Problem to work on: When you reach the line with "Target: table top" in the data below, begin printing lines exactly, and stop once the line with "the chair leg" has been printed.

Stored entries:
___

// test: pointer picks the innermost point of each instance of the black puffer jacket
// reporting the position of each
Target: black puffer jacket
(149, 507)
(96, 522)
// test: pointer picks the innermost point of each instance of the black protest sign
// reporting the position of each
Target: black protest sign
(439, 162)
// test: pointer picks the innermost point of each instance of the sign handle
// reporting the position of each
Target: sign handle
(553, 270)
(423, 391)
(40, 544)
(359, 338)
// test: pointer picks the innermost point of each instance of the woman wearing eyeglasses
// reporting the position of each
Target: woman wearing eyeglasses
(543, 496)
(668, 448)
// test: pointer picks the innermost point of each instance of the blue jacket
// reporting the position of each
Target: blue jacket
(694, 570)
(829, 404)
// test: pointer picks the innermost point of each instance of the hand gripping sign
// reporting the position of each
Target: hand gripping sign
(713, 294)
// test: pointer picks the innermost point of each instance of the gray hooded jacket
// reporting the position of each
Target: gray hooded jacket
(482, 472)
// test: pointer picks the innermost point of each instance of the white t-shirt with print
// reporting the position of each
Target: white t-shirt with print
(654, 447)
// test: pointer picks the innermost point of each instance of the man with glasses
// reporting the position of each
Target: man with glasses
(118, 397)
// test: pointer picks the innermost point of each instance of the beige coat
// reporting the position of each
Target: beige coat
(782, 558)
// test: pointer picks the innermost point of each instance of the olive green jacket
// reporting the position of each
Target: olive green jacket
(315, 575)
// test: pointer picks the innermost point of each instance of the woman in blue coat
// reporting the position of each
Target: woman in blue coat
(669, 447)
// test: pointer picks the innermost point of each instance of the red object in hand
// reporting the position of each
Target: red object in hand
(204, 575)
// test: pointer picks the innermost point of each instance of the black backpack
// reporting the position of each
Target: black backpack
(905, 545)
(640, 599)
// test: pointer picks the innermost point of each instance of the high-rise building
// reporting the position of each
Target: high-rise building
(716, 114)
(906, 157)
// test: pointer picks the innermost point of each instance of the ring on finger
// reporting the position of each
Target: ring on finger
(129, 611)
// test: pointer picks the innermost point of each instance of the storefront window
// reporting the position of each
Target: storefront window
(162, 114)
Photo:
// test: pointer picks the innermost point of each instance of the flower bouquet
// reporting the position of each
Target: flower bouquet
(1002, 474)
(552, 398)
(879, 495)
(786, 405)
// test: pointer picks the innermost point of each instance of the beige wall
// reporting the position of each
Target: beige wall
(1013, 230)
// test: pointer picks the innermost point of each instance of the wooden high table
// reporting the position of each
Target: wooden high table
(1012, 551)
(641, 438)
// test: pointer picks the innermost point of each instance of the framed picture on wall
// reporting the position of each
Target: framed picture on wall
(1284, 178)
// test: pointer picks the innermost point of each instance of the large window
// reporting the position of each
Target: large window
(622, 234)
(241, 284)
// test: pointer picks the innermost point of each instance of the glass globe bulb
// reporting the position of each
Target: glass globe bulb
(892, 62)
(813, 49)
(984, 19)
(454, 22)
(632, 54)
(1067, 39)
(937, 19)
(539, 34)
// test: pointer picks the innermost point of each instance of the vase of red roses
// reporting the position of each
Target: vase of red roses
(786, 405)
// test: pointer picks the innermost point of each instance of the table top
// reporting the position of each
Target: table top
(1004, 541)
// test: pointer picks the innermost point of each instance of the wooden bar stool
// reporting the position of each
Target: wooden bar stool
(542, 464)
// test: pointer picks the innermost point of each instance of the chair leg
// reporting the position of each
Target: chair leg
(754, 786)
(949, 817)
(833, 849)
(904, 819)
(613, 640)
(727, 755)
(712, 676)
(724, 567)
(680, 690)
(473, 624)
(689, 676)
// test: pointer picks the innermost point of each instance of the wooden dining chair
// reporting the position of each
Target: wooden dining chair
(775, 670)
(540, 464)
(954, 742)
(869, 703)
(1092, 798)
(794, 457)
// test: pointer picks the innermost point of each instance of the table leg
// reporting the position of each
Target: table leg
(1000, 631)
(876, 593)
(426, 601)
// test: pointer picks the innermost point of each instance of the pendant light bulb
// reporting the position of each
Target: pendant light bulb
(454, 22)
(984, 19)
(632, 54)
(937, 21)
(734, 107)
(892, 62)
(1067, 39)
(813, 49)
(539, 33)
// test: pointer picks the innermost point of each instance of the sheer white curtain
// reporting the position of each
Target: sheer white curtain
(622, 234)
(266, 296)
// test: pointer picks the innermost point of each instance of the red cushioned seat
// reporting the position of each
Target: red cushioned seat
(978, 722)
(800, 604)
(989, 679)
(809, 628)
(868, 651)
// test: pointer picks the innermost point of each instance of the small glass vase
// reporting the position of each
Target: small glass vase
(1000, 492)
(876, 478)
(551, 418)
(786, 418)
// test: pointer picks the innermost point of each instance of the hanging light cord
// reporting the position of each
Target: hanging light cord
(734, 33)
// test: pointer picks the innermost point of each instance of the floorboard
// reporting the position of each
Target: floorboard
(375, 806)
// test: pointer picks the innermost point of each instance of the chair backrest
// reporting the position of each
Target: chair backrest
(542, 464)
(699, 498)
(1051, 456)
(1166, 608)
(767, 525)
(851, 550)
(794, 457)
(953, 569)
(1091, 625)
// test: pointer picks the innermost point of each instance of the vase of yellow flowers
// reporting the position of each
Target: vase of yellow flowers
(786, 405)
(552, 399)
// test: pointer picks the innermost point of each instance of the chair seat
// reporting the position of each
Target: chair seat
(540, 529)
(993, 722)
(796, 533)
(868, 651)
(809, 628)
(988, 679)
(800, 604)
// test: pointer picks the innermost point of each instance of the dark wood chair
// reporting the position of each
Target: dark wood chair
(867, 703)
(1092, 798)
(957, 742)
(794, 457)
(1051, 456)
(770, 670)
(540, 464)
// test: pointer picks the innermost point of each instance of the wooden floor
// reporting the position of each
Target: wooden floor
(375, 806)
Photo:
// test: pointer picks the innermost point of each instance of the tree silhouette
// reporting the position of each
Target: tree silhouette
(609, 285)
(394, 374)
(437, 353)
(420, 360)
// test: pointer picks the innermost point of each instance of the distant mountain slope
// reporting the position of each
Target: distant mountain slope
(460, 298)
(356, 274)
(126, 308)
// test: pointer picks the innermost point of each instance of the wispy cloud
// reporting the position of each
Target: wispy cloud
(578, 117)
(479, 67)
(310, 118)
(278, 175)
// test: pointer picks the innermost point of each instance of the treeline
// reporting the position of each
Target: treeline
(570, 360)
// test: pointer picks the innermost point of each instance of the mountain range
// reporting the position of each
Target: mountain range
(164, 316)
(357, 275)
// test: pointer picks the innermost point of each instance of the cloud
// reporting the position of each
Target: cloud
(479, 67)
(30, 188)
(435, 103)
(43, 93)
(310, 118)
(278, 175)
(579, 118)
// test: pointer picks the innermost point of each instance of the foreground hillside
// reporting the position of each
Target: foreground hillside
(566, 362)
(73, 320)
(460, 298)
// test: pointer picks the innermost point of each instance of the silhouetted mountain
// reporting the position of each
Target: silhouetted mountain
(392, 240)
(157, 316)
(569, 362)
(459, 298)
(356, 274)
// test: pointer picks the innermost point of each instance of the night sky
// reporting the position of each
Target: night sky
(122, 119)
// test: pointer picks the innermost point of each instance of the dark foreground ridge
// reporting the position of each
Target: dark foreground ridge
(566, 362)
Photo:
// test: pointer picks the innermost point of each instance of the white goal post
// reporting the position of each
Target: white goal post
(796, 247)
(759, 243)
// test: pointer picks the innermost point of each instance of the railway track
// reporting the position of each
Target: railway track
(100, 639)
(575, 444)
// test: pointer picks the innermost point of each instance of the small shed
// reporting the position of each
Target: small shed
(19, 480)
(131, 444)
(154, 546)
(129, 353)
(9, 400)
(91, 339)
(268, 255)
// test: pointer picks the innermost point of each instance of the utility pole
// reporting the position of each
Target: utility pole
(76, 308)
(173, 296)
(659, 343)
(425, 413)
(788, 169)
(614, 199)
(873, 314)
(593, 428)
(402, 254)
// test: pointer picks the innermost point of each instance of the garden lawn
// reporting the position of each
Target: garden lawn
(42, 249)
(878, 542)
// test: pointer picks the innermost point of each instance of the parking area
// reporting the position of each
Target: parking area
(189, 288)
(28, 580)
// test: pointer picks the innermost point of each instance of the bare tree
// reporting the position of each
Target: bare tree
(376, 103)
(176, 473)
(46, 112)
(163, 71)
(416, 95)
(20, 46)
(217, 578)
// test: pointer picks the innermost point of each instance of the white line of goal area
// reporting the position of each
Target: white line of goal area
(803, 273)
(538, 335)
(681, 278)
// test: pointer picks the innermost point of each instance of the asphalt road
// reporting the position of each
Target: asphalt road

___

Output:
Target: table top
(1004, 541)
// test: pointer picks the innermost point of each instance of the wooden bar stool
// reporting the position of each
Target: wooden bar stool
(542, 464)
// test: pointer picks the innermost point of each instance of the chair leg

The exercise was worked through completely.